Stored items
───
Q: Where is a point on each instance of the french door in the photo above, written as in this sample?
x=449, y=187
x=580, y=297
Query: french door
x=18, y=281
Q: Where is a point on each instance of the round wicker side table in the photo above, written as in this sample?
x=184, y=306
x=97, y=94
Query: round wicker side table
───
» WORK INSTRUCTION: Restate the data above word for word, omitting nothing.

» EXERCISE RESULT:
Q: Where is a point on each instance of the french door in the photo above, written as in this sample?
x=449, y=187
x=580, y=297
Query: french door
x=18, y=281
Q: Where is a point on each instance of the round wicker side table in the photo above, written as in this sample?
x=184, y=306
x=97, y=94
Query: round wicker side table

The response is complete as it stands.